[PATCH v4 0/2] Avoid spurious freezer wakeups

From: Elliot Berman
Date: Fri Sep 08 2023 - 18:51:01 EST


After commit f5d39b020809 ("freezer,sched: Rewrite core freezer logic"),
tasks that transition directly from TASK_FREEZABLE to TASK_FROZEN are
always woken up on the thaw path. Prior to that commit, tasks could ask
freezer to consider them "frozen enough" via freezer_do_not_count(). The
commit replaced freezer_do_not_count() with a TASK_FREEZABLE state which
allows freezer to immediately mark the task as TASK_FROZEN without
waking up the task. This is efficient for the suspend path, but on the
thaw path, the task is always woken up even if the task didn't need to
wake up and goes back to its TASK_(UN)INTERRUPTIBLE state. Although
these tasks are capable of handling of the wakeup, we can observe a
power/perf impact from the extra wakeup.

We observed on Android many tasks wait in the TASK_FREEZABLE state
(particularly due to many of them being binder clients). We observed
nearly 4x the number of tasks and a corresponding linear increase in
latency and power consumption when thawing the system. The latency
increased from ~15ms to ~50ms.

Avoid the spurious wakeups by saving the state of TASK_FREEZABLE tasks.
If the task was running before entering TASK_FROZEN state
(__refrigerator()) or if the task received a wake up for the saved
state, then the task is woken on thaw. saved_state from PREEMPT_RT locks
can be re-used because freezer would not stomp on the rtlock wait flow:
TASK_RTLOCK_WAIT isn't considered freezable.

____________________

- _GOAL 1_
Retype the whole listing of outline commands below without changing anything, and leave the pictures out.
The patch description and the listing are unrelated to each other.

- _Source records_
____________________

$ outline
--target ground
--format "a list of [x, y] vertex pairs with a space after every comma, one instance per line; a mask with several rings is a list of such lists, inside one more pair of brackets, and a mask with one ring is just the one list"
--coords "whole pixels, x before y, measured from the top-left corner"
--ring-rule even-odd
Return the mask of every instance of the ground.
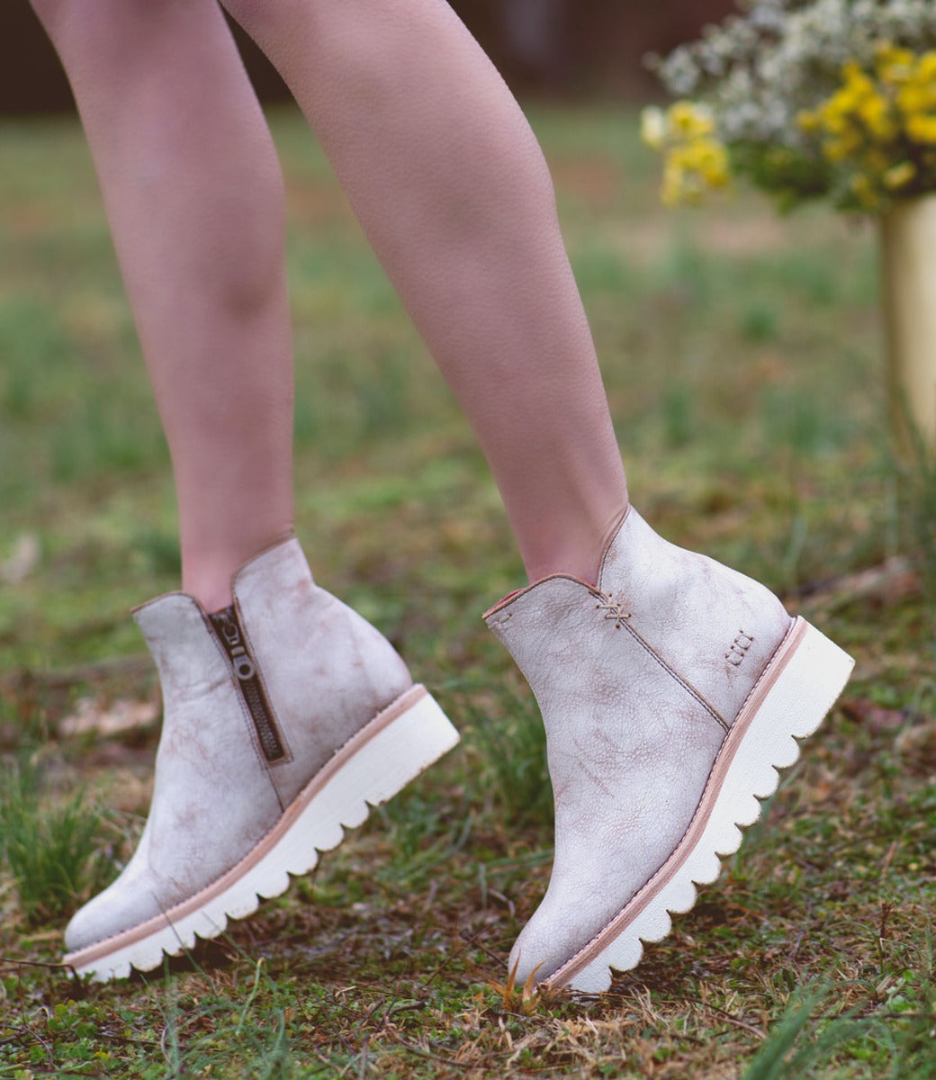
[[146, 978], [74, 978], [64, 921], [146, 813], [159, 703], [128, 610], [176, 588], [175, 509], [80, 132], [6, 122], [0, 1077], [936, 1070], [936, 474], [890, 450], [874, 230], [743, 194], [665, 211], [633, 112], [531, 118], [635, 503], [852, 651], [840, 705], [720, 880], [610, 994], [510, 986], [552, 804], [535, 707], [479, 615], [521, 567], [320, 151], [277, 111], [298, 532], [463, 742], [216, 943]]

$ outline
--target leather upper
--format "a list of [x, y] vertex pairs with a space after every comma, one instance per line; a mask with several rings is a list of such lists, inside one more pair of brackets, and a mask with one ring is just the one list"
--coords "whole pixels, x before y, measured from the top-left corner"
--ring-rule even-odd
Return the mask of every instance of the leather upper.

____________________

- _GOAL 2_
Extend the patch description on avoiding spurious freezer wakeups, starting right after its last sentence.

- _WRITTEN ANSWER 1_
$ outline
--target ground
--format "a list of [x, y] vertex pairs with a space after every comma, one instance per line; a mask with several rings is a list of such lists, inside one more pair of brackets, and a mask with one ring is just the one list"
--coords "whole pixels, x before y, measured from the top-left corner"
--ring-rule even-odd
Return the mask of every instance of the ground.
[[146, 978], [74, 978], [64, 921], [146, 813], [159, 703], [128, 610], [176, 588], [175, 509], [80, 132], [6, 122], [0, 1077], [936, 1070], [936, 474], [890, 450], [874, 230], [743, 194], [665, 211], [633, 112], [531, 118], [635, 503], [852, 651], [840, 705], [720, 880], [610, 994], [510, 986], [552, 804], [535, 707], [479, 615], [521, 567], [320, 151], [277, 111], [298, 532], [463, 742], [216, 943]]

$ outline
--target leather upper
--format "a list of [x, y] vertex pairs with a space after every comma, one instance per line; a mask with several rings is a list of such lists, inside one more pair of brackets, and a mask with one ring is just the one list"
--coords "whole pixels, x before y, measured from the top-left corner"
--ring-rule even-odd
Return the mask of every instance of the leather upper.

- _WRITTEN ANSWER 2_
For testing purposes, I use these commands can help see how many tasks were
woken during thawing:

1. Setup:
mkdir /sys/kernel/tracing/instances/freezer
cd /sys/kernel/tracing/instances/freezer
echo 0 > tracing_on ; echo > trace
echo power:suspend_resume > set_event
echo 'enable_event:sched:sched_wakeup if action == "thaw_processes" && start == 1' > events/power/suspend_resume/trigger
echo 'traceoff if action == "thaw_processes" && start == 0' > events/power/suspend_resume/trigger
echo 1 > tracing_on

2. Let kernel go to suspend

3. After kernel's back up:
cat /sys/kernel/tracing/instances/freezer/trace | grep sched_wakeup | grep -o "pid=[0-9]*" | sort -u | wc -l

Signed-off-by: Elliot Berman <quic_eberman@xxxxxxxxxxx>
---
Changes in v4:
- Split into 2 commits
- Link to v3: https://lore.kernel.org/r/20230908-avoid-spurious-freezer-wakeups-v3-1-d49821fda04d@xxxxxxxxxxx

Changes in v3:
- Remove #ifdeferry for saved_state in kernel/sched/core.c
- Link to v2: https://lore.kernel.org/r/20230830-avoid-spurious-freezer-wakeups-v2-1-8877245cdbdc@xxxxxxxxxxx

Changes in v2:
- Rebase to v6.5 which includes commit 1c06918788e8 ("sched: Consider task_struct::saved_state in wait_task_inactive()")
This allows us to remove the special jobctl handling on thaw.
- Link to v1: https://lore.kernel.org/r/20230828-avoid-spurious-freezer-wakeups-v1-1-8be8cf761472@xxxxxxxxxxx

---
Elliot Berman (2):
sched/core: Remove ifdeffery for saved_state
freezer,sched: Use saved_state to reduce some spurious wakeups

include/linux/sched.h | 2 --
kernel/freezer.c | 41 +++++++++++++++++++----------------------
kernel/sched/core.c | 40 +++++++++++++++++-----------------------
3 files changed, 36 insertions(+), 47 deletions(-)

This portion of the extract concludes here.